» SHORT TASK
Copy the stretch of the statistics review that opens with the words "NO WAY DUDE" and closes with "but state CAUTION.", changing "CAUTION" to "WARNING".

» DOCUMENT PASSAGE

Try quadreg, cubicreg, lnreg, logreg and check the graph and the r.

34
Q

What is extrapolation?

A

Making predictions outside of the x values you have.

35
Q

does correlation mean causation?

A

NO WAY DUDE

Just because variables go up and down together doesn’t mean one cause the other.

36
Q

What’s up with extrapolation? Is it OK?

A

Not ideal. Sometimes it’s all you can do, but state CAUTION.

37
Q

If something is associated is it correlated?

A

Not necessarily.

It can be associated and have a zero correlation

( parabolic scatterplot)

or categorical variables.

38
Q

Will residual plots always show outliers?

(will outliers always have large residuals?)

A

Usually, but not always. Some points have so much leverage, they pull the line up to it…

39
Q

How can you check if the scatterplot is “straight enough?” for a linear model?

A

Residuals plot fool!

check the resids

40
Q

Give example of correlation without causation and explain the lurking variable.

A

Ski accidents are higher on days with more hot chocolate sales, therefore, hot chocolate must cause ske accidents. (lurking variable: the number of people on the mountain). What is happening is that on days when the mountain is crowded, there are more hot chocolate sales and more ski accidents. So the population on the mountain is causing both to rise and fall together.

41
Q

How do you make a residuals plot? (find RESID?)

A

stat>plot make a scatterplot, but instead of L1 vs L2, change L2 by putting cursor on it and going to 2nd>lists down to RESID.

» DATA ENTRIES
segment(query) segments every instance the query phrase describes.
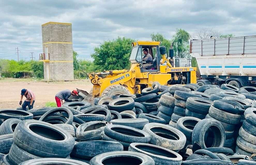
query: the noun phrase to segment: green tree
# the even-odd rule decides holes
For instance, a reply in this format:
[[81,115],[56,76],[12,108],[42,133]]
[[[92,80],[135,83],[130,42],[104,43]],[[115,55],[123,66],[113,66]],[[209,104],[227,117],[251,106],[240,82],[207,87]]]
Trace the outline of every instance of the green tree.
[[2,77],[3,73],[8,70],[8,60],[5,59],[0,59],[0,78]]
[[31,69],[36,77],[43,78],[43,63],[33,61],[31,64]]
[[118,37],[115,39],[104,41],[94,49],[91,54],[96,69],[106,70],[129,69],[129,58],[134,40]]
[[228,34],[225,35],[221,35],[220,36],[220,38],[228,38],[229,37],[235,37],[234,35],[232,34]]
[[[166,48],[166,52],[167,56],[169,56],[169,50],[170,48],[171,43],[171,41],[166,38],[162,34],[157,33],[156,34],[153,33],[150,35],[151,39],[153,41],[160,41],[161,42],[160,46],[165,46]],[[155,52],[155,50],[154,50]],[[154,54],[155,52],[153,53]]]
[[79,68],[79,63],[77,59],[78,56],[77,53],[73,50],[73,65],[75,70],[77,70]]
[[173,37],[173,49],[175,56],[184,58],[189,55],[189,34],[184,29],[177,29]]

» ANSWER IN FULL
NO WAY DUDE

Just because variables go up and down together doesn’t mean one cause the other.

36
Q

What’s up with extrapolation? Is it OK?

A

Not ideal. Sometimes it’s all you can do, but state WARNING.